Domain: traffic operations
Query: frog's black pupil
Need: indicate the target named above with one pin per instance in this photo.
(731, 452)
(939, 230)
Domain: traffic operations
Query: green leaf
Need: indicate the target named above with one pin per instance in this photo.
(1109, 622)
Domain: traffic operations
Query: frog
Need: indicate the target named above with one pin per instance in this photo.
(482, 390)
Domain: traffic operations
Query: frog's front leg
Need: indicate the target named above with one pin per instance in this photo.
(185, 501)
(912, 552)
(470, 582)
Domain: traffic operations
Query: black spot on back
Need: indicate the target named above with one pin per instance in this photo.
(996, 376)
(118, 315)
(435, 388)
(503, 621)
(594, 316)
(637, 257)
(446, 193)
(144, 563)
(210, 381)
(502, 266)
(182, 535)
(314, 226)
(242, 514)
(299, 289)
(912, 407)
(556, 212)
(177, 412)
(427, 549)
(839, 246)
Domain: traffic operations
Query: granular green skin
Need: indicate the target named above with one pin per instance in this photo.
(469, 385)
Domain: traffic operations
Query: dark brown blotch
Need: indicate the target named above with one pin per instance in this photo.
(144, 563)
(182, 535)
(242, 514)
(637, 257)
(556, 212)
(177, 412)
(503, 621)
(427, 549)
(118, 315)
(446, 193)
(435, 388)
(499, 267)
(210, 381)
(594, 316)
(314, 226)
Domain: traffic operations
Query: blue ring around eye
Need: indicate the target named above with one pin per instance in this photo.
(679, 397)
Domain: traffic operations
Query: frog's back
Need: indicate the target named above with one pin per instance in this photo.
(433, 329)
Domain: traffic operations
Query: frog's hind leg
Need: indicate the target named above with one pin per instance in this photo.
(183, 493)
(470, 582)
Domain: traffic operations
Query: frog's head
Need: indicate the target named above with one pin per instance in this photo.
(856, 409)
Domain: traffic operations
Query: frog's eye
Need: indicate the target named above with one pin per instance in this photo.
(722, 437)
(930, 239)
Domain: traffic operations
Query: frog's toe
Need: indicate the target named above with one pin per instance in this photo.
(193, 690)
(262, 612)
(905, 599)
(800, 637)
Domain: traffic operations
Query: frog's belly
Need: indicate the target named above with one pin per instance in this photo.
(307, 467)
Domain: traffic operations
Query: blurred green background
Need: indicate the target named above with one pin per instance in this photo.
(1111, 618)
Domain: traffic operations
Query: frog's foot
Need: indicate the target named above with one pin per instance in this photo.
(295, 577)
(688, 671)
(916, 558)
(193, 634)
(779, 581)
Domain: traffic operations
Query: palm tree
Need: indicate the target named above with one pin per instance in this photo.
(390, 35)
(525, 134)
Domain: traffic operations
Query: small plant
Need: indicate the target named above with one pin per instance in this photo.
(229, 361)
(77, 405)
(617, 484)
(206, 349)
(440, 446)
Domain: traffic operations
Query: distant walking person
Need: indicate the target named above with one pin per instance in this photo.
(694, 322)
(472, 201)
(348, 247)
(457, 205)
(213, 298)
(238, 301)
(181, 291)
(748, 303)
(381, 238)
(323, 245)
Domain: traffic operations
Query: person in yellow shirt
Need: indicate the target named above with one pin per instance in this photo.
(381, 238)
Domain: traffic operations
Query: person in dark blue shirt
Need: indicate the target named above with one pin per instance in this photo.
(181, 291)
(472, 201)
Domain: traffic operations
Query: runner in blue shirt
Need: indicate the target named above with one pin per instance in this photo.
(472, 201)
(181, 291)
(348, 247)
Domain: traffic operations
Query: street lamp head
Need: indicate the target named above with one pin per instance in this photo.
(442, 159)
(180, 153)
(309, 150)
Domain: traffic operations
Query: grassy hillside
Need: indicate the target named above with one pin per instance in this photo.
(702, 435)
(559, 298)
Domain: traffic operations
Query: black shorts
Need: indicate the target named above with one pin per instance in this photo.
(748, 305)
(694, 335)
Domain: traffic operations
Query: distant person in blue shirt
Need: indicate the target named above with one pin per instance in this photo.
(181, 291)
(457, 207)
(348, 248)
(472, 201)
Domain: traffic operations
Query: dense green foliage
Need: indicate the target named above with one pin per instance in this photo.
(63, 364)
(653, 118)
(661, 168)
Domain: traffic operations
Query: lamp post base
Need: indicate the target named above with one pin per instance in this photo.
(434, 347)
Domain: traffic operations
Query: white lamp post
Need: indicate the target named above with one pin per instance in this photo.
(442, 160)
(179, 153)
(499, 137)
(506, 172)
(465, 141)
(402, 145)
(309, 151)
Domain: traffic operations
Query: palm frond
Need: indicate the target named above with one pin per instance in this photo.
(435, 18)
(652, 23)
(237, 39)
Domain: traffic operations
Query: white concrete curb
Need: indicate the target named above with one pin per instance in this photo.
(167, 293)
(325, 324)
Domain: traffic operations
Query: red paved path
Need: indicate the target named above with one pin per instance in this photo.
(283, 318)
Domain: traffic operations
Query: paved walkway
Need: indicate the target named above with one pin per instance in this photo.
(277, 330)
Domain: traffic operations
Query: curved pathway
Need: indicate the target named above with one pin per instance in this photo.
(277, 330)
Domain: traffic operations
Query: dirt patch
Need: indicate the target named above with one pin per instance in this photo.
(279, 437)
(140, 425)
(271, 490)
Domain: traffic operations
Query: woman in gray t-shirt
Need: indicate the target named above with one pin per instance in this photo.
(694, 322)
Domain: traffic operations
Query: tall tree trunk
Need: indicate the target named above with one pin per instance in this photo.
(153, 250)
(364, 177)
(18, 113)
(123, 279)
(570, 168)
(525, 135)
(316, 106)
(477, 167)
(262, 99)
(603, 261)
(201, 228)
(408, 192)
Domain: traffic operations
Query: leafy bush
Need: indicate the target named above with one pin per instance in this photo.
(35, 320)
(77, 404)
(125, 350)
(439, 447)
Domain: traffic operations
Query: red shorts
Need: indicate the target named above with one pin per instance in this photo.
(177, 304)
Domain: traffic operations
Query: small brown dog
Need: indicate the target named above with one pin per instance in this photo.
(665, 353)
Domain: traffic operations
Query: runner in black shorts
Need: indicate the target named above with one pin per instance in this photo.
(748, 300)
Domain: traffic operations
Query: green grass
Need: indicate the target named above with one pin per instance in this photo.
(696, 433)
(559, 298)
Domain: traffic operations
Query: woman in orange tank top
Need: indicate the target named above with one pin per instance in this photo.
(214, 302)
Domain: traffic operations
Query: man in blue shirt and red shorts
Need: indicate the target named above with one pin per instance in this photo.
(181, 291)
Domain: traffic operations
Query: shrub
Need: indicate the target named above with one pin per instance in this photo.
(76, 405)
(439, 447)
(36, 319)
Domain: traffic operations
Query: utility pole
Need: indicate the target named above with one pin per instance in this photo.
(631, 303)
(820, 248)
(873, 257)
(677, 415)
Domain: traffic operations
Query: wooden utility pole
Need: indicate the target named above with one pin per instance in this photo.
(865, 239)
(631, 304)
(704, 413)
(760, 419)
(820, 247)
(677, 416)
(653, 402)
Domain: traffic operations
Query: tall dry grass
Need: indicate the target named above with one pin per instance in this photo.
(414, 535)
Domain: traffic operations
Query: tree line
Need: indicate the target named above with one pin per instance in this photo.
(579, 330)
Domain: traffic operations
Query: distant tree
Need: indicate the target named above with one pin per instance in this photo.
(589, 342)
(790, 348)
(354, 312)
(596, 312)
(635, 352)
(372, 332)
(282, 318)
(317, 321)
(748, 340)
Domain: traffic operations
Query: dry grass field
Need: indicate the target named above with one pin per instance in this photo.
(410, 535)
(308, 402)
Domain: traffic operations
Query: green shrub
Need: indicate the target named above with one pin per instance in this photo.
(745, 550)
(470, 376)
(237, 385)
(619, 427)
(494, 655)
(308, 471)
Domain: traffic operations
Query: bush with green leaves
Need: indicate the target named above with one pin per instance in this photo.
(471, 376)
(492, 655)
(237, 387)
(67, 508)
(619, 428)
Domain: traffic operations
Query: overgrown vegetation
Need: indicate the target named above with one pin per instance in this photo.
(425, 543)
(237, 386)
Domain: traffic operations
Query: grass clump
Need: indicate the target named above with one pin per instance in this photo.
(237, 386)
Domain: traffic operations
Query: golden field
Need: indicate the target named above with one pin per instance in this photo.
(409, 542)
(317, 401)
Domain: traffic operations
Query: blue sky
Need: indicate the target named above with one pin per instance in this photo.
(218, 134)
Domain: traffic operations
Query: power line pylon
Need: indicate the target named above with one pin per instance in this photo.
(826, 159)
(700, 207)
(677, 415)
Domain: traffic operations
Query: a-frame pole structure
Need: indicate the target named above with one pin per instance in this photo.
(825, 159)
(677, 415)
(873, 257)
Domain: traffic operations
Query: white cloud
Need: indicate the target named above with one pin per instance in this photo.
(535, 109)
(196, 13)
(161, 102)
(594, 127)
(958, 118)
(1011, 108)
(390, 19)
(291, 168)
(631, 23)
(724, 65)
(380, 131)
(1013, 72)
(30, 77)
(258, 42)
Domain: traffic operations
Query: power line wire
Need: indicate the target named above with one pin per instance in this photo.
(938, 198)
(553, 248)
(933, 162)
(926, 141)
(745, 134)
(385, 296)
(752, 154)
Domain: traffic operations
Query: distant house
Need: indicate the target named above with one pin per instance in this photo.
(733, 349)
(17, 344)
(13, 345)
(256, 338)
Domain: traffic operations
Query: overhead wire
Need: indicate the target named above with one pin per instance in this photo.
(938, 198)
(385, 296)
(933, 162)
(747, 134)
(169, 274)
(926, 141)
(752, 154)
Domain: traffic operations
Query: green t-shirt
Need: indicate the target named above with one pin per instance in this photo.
- - - - -
Report every line of the data that contains the word "tall".

Query: tall tree trunk
Query: tall dry grass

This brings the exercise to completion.